Dataset entries:
--------------------------------------------------

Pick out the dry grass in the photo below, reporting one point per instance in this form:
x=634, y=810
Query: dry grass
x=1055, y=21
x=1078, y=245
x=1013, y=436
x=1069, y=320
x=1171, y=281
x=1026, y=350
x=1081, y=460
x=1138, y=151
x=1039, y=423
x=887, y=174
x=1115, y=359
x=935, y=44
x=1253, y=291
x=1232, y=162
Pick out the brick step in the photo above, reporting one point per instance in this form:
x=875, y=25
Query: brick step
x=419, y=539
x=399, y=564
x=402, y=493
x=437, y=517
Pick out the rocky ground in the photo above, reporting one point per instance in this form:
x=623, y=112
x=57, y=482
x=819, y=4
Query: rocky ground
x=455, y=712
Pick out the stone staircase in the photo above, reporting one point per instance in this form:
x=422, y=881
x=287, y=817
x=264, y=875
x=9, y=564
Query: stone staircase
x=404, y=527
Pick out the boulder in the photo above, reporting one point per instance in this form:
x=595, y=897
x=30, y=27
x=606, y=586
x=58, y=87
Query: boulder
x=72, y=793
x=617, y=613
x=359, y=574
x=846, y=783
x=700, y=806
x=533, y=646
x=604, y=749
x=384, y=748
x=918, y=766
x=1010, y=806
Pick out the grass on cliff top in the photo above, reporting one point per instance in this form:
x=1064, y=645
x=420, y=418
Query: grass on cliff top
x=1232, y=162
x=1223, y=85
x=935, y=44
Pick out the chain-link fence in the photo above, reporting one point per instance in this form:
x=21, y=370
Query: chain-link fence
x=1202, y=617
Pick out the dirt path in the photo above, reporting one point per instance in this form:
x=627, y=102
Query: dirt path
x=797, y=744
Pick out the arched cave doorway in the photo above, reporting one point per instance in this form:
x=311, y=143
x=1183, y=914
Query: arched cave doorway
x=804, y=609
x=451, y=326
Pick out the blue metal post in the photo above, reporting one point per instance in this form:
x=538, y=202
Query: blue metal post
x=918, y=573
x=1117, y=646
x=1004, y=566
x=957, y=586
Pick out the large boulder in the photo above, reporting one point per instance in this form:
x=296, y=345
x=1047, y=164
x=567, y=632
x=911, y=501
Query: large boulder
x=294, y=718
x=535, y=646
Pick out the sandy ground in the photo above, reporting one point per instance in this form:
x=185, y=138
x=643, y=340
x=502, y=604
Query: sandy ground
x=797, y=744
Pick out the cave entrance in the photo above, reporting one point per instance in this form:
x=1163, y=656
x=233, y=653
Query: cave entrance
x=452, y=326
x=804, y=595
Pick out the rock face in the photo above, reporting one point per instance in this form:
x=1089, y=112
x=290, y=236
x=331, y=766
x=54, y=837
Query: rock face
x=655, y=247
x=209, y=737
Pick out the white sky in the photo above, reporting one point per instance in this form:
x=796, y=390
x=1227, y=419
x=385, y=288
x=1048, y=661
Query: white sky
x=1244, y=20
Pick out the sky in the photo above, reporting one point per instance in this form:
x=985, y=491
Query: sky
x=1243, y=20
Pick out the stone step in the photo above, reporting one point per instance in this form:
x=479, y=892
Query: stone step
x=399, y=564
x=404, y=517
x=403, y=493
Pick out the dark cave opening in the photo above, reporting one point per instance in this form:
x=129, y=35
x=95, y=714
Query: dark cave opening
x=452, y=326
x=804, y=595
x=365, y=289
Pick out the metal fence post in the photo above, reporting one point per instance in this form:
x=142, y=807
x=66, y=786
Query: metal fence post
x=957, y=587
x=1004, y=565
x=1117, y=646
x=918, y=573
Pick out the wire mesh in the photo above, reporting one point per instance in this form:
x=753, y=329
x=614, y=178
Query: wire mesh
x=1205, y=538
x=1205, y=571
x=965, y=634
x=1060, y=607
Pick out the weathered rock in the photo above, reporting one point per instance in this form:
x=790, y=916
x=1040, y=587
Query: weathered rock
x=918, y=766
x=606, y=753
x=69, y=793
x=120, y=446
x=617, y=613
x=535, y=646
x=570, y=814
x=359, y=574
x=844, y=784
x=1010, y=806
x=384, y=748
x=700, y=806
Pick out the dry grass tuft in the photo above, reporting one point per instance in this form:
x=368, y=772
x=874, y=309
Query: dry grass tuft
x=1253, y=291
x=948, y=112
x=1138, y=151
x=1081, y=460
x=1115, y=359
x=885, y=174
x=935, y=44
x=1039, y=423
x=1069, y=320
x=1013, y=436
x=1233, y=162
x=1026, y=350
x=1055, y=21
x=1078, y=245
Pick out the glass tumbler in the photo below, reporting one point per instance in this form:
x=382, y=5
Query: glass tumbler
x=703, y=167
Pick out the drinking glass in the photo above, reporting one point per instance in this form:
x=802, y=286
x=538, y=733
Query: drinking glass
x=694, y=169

--------------------------------------------------

#### [Task prompt]
Write out exactly the lines above between the line with "Pick out the chain-link" and the line with "Pick out the stone step", inclusive, and nothing beyond them.

#### [Completed exercise]
Pick out the chain-link fence in the photo above, reporting one point per instance in this form:
x=21, y=370
Query: chain-link fence
x=1202, y=617
Pick out the dirt path in the photo above, reporting one point per instance in this form:
x=627, y=102
Query: dirt path
x=797, y=744
Pick out the arched cave doorway in the photo above, reporting one point per instance in this form:
x=311, y=143
x=1183, y=914
Query: arched cave doorway
x=804, y=609
x=451, y=326
Pick out the blue metal post in the photo above, reporting one point per instance in this form:
x=538, y=202
Query: blue metal post
x=918, y=573
x=1117, y=646
x=1004, y=566
x=957, y=586
Pick out the large boulder in the photo above, reporting one point per instance in this form:
x=296, y=345
x=1047, y=164
x=567, y=632
x=911, y=501
Query: large boulder
x=294, y=718
x=535, y=646
Pick out the sandy ground in the photo above, reporting one point per instance in this form:
x=185, y=138
x=643, y=340
x=502, y=604
Query: sandy ground
x=797, y=744
Pick out the cave entrance in the photo above, reporting one point per instance in this form:
x=1163, y=656
x=233, y=653
Query: cave entrance
x=452, y=326
x=804, y=595
Pick out the rock face in the photo above, reporting one point per instance in this form:
x=1089, y=112
x=290, y=236
x=331, y=766
x=54, y=837
Query: rock face
x=655, y=247
x=209, y=737
Pick out the white sky in the photo above, reporting one point per instance in this form:
x=796, y=390
x=1227, y=419
x=385, y=288
x=1048, y=661
Query: white sky
x=1244, y=20
Pick out the sky in the photo above, reporting one point per instance in this form:
x=985, y=491
Query: sky
x=1243, y=20
Pick out the stone step in the photo above, reporting one point per instance in this form:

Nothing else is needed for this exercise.